• [Passage to read]:
————

In 1949, during a meeting in Cairo with Abdul Rahman Hassan Azzam, the Secretary General of the Arab League, Robert Gordon-Canning tried to persuade him to accept Fuller's services as a lecturer with a view to inspiring new Arab campaigns against Israel. In 1951, Fuller was asked by the American journalist Harold Montgomery Belgion, a critic of the Nuremberg trials, to comment on Duke of Bedford's proposal for demilitarising Western Europe. In 1954, he expressed his conviction that it should be the British aim to "blow up the Russian Imperialism internally" in a letter to the retired Lieutenant General Giffard Le Quesne Martel.

By 1951, Fuller became a propagandist and supporter of the Munich-based Anti-Bolshevik Bloc of Nations, and he contributed to the crypto-fascist West German journal Nation Europa from 1951 to 1958. He later joined the League of Empire Loyalists, formed in 1954.

He spent his last years believing that the wrong side had won the Second World War. He most fully announced that thesis in the 1961 edition of The Reformation of War. There, he announced his belief that Hitler was the saviour of the West against the Soviet Union and denounced Churchill and Roosevelt for being too stupid to see so. Fuller died in Falmouth, Cornwall, in 1966.

==Military theories==
Fuller was a vigorous, expressive, and opinionated writer of military history and of controversial predictions of the future of war, publishing On Future Warfare in 1928. He was heavily influenced by the late Victorian doctrine of Social Imperialism, which drew on Social Darwinism and proposed to stem imperial decline with order and efficiency. Seeing his teachings largely vindicated by the Second World War, he published Machine Warfare: An Enquiry into the Influence of Mechanics on the Art of War in 1942.

===The Foundations of the Science of War (1926)===
Fuller is perhaps best known today for his "Nine Principles of War" which have formed the foundation of much of modern military theory since the 1930s, and which were originally derived from a convergence of Fuller's mystical and military interests. The Nine Principles went through several iterations; Fuller stated that "the system evolved from six principles in 1912, rose to eight in 1915, to, virtually, nineteen in 1923, and then descended to nine in 1925". For example, notice how his analysis of General Ulysses S. Grant was presented in 1929.

The United States Army modified Fuller's list and issued its first list of the principles of war in 1921, making it the basis of advanced training for officers into the 1990s, when it finally reconceptualised its training.

————

• [Written task 1]:
Translate this sentence from the passage on Fuller into Spanish: "Fuller died in Falmouth, Cornwall, in 1966."

————

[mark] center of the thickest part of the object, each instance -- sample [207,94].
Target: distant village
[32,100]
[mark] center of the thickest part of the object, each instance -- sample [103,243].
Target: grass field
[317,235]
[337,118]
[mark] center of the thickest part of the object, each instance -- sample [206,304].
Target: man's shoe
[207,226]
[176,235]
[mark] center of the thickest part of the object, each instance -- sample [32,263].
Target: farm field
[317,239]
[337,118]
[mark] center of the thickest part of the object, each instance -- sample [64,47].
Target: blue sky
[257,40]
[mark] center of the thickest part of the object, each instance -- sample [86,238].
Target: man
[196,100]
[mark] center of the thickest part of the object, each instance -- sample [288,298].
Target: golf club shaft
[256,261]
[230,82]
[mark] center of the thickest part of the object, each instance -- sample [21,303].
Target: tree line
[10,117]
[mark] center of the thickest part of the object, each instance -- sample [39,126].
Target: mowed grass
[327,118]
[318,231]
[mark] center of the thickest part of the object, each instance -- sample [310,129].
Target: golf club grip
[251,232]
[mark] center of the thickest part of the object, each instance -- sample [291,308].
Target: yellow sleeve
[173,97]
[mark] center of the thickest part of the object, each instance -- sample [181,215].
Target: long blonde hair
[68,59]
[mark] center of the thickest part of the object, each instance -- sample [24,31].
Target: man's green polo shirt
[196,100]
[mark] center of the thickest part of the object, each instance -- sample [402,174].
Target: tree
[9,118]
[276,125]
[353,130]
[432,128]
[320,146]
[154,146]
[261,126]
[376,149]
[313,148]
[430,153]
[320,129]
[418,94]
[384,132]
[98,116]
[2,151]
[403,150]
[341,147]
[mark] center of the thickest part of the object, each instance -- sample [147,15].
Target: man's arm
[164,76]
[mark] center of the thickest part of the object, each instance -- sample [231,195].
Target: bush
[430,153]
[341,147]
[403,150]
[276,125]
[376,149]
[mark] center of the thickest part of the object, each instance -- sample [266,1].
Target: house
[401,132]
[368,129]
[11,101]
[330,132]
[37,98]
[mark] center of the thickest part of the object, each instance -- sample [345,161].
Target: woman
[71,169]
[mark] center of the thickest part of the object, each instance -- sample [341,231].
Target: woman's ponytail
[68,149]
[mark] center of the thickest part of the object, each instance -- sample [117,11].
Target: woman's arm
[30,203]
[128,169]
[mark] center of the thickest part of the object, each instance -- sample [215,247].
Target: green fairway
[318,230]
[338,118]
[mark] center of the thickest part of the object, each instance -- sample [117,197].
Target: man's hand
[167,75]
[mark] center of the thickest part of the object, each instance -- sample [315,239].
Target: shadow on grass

————

• [Written task 2]:
Turn the entries, from the line containing "-- sample [315,239]." through the end of the entries, into a Markdown table with the columns Row and Line, leaving out blank lines.

• [Task solution 1]:
Fuller murió en Falmouth, Cornualles, en 1966.

• [Task solution 2]:
| Row | Line |
|---|---|
| 1 | [mark] center of the thickest part of the object, each instance -- sample [315,239]. |
| 2 | Target: shadow on grass |